SEOUL—Kim Jong Un would have to be declared the easy winner Sunday from his third meeting with President Donald Trump, this one in the dramatic setting of the heavily fortified demilitarized zone that is the border between North and South Korea.
In an atmosphere of mounting excitement, Trump clapped Kim on the shoulder as they shook hands exactly on the North-South line. The greetings exchanged between them seemed portentous, laden with hope that this time, perhaps, the yearning for reconciliation would survive the usual recriminations and intimidation.
“Nobody had expected this moment,” said Trump.
“It’s significant,” said Kim, talking in Korean, an interpreter at his side. “We want to bring an end to this unpleasant past and create a new future.”
It was not just that Trump met Kim in the truce village of Panmunjom, or for a few seconds stepped across the line into North Korea, then made his way with Kim through besieging cameramen and security people on the southern side to Freedom House for a extended meeting with the North Korean leader. If Trump was able to proclaim the gesture “a very historic moment,” it was there behind closed doors that he and Kim got down to serious talking. Clearly, Kim had now recovered from the humiliation of the aborted summit with Trump in Hanoi at the end of February.

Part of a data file

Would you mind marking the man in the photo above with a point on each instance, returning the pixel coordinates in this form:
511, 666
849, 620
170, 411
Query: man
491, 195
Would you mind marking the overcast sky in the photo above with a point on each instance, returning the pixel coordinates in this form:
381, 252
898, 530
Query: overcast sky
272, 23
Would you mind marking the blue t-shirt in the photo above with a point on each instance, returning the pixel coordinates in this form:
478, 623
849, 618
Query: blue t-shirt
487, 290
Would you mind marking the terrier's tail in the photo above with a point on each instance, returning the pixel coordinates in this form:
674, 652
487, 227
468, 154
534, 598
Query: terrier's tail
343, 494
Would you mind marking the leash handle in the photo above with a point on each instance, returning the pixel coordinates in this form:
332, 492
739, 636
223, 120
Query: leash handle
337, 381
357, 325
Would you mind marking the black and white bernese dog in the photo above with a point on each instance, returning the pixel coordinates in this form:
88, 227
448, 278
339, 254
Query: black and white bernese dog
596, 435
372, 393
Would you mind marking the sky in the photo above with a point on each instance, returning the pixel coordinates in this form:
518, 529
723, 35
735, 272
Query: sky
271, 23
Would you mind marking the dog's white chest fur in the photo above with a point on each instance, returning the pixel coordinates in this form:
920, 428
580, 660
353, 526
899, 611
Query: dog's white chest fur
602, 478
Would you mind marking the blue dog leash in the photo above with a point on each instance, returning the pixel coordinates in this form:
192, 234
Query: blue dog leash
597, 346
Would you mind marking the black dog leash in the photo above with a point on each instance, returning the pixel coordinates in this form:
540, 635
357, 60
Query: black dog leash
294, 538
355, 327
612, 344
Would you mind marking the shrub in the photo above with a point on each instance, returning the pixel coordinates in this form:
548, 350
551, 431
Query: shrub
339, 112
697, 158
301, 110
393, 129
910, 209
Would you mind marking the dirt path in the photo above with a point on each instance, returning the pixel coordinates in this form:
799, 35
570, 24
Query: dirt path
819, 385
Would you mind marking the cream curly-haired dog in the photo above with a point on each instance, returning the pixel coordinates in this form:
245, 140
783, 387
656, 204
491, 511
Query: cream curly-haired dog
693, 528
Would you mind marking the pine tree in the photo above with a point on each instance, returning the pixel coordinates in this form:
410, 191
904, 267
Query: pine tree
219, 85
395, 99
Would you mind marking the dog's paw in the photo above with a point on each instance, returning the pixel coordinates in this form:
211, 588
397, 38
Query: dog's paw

#### Tasks to perform:
(a) In the records, swap "Query" for "Label" in the lines starting at the one containing "Would you mind marking the dirt" and ending at the last line of the records. Give those lines back with nothing else changed.
(b) Carry on the article about the Trump–Kim meeting at the demilitarized zone from its final sentence.

#### Responses for each task:
(a)
Would you mind marking the dirt path in the photo above with a point on each instance, returning the pixel coordinates in this form:
799, 35
570, 24
Label: dirt path
819, 385
Would you mind marking the cream curly-haired dog in the photo above with a point on each instance, returning the pixel coordinates in this form:
245, 140
783, 387
656, 204
491, 511
Label: cream curly-haired dog
693, 528
Would you mind marking the pine tree in the photo above with a point on each instance, returning the pixel coordinates in this form:
410, 191
904, 267
Label: pine tree
219, 85
395, 99
Would you mind marking the dog's paw in the photo above with a point on each instance, returning the pixel coordinates in this form:
211, 588
397, 38
Label: dog's paw

(b)
Making up for the debacle in Hanoi, Kim was able on the basis of his talk with Trump at the DMZ to look forward to new talks in which he is sure to go on demanding the deal he wants with the U.S. Trump came out of that extended conversation with Kim in Freedom House, hidden from the pervasive cameras and mics of the media, saying that he and Kim had “agreed to have teams set up” to return to talks that had simply not been happening since Hanoi.
If the two said a word on Sunday, however, about “denuclearization” as promised during their first summit in Singapore in June of last year, Trump was not talking about it.
Indeed, there was no mention of U.S. demands for shutting down the North’s main nuclear complex at Yongbyon 60 miles north of Pyongyang or for a full accounting of where the North is hiding all those other facilities for making nuclear weapons and missiles. Nor, apparently, was anything said about lesser issues, including return of more remains of those missing in action from the Korean War.
It was all “classic Trump, a made-for-television moment designed to showcase Trump's relationship with a brutal dictator, but on closer inspection, a progress-free event,” said Evans Revere, a former senior U.S. diplomat here. “The only way Trump was able to secure a North Korean agreement to resume working-level denuclearization talks was by agreeing to meet Kim personally and by stepping across the military demarcation line into North Korea, an act that gave Kim considerable legitimacy and "face."
When or if talks resume, said Revere, “the North Koreans will be as firmly committed to the preservation of their nuclear weapons program as they were in Hanoi, and as determined to wring concessions from a tractable U.S. president as they were in Singapore.”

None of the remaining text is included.